* START Given text *

The company is also lining up drilling at Karibib and reporting basin-scale critical minerals signals across the Tantalite Valley Complex.

The Guernsey-domiciled, Namibia-focused explorer says the past year was about “unlocking optionality” across lithium, tantalum, nickel, copper, gold and PGEs, even as sentiment cooled in parts of the lithium market and cash remained tight.

The most immediate pivot came at Swanson. After development slowed during the September 2024 quarter due to non-payment by HeBei Xinjian Construction CC, Arcadia formally terminated the subscription agreement on 30 January 2025.

The decision left Arcadia with its 80% interest intact via Orange River Pegmatite (Pty) Ltd and freed the company to court new backers.

An information memorandum has since been issued, and discussions with several interested parties are underway. The company framed the reset as a path to restart procurement of gravity and spiral circuits and to push the tantalum-led, lithium-bearing pegmatites back toward production planning once a credible financier-operator is secured.

Capital to keep those conversations moving arrived on 30 April 2025, when Arcadia secured US$150,000 in interim funding through a convertible unsecured non-recourse loan.

Management stated that the funds are earmarked to advance partner talks for Swanson and potential farm-outs or joint ventures at Karibib and the TVC projects, aligning with a strategy of advancing assets through joint ventures or strategic equity rather than balance-sheet build-outs.

The company also presented its portfolio to investors at Mining Indaba on 3 February 2025, signalling that Namibia remains the centre of gravity for deal-making.

On the exploration front, Karibib is next in the queue. On 12 March 2025, Arcadia outlined targets for a 1,000-metre RC programme at Gamikaubmund, east of the confluence of the Gamikaub and Swakop rivers on Farm Ukuib 84.

The skarn-type calc-silicate outcrops host historical workings and sampling, including work by Gold Fields in the 1980s. Arcadia’s drilling is designed to test mineralisation to depth and follow up on induced-polarisation anomalies that could extend strike.

* END Given text *
* START Material shown *

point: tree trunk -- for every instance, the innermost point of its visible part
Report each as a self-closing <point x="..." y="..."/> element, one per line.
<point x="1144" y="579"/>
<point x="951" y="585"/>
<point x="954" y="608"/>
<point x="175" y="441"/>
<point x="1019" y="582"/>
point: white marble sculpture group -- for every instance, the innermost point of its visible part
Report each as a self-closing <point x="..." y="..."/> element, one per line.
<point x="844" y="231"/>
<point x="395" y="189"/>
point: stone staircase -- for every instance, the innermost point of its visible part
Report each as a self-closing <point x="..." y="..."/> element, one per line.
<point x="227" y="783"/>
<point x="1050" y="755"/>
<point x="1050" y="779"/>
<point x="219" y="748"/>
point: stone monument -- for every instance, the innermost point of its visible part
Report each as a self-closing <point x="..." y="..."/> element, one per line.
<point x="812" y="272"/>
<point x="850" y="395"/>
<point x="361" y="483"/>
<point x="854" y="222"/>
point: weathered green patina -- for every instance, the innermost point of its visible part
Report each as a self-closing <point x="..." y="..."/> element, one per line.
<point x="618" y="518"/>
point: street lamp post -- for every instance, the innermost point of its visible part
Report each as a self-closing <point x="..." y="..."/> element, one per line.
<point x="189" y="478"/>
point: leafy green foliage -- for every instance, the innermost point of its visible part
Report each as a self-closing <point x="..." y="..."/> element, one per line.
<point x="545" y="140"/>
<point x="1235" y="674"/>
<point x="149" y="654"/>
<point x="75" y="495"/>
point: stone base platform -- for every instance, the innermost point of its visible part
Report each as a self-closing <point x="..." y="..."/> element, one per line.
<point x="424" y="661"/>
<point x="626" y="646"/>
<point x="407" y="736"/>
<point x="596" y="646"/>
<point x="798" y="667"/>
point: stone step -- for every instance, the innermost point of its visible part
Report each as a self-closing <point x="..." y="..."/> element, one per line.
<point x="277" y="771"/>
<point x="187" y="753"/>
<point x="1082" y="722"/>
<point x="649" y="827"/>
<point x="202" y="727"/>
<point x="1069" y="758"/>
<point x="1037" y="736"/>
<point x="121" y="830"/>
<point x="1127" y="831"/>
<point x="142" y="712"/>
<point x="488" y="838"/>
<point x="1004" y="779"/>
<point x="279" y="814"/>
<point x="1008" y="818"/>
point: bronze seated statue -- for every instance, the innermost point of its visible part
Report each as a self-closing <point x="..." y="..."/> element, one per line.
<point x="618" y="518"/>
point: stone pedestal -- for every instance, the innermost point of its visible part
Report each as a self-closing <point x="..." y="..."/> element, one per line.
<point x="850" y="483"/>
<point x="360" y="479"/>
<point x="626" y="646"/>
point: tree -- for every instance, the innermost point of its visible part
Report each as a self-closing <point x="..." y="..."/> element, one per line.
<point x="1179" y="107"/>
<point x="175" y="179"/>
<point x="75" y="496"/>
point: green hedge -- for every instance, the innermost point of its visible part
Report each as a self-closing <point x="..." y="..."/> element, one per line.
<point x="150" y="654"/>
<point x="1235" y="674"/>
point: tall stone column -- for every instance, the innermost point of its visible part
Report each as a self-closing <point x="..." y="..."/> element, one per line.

* END Material shown *

**Requests:**
[1] Return everything in the Arcadia passage from "The Guernsey-domiciled, Namibia-focused" down to "cash remained tight.", word for word.
[2] Take the passage on Arcadia's Namibian projects further, continuing on from its final sentence.

**Results:**
[1]
The Guernsey-domiciled, Namibia-focused explorer says the past year was about “unlocking optionality” across lithium, tantalum, nickel, copper, gold and PGEs, even as sentiment cooled in parts of the lithium market and cash remained tight.

[2]
With mineralisation controls now better constrained, the planned 15-hole campaign aims to convert surface showings and copper-stained skarns into subsurface continuity that could reposition Karibib within the company’s copper-gold pipeline.

Parallel to the technical work, Arcadia has initiated discussions with partners to accelerate any discovery toward development.

Further south, work across the Tantalite Valley Complex delivered one of the report’s more intriguing datapoints. Following a 97-site stream-sediment orientation survey reported on 31 October 2024, Arcadia released results on 30 May 2025 showing anomalous signatures for gold, cobalt, chromium, copper, nickel, palladium and platinum associated with the full extent of the complex.

Ultra-fine fraction sampling also returned elevated lithium outside the core intrusion, including in drainage systems tied to the broader Swanson area, hinting at additional mineralised pegmatites beyond the known field.

Historical boreholes drilled between 1972 and 1976 by Rio Tinto Exploration, Tantalite Valley Minerals, and Southern Sphere intersected nickel and copper over mineable widths, and Arcadia’s re-sampling of legacy cores recorded the first noted PGE and gold mineralisation in the area’s ultramafics.

With 60 LAG orientation samples in the lab at year-end, the TVC now reads as a district-scale critical-minerals target where both base and precious metals—and possibly lithium in adjacent systems—could co-exist.

At Bitterwasser, the narrative is split between clays and brines. On 24 July 2024, Arcadia reported high-grade lithium leachates from clay material after sulphate roasting at 850°C and water leaching at 80°C without acids, producing low-impurity solutions that the company views as a potentially more straightforward processing route.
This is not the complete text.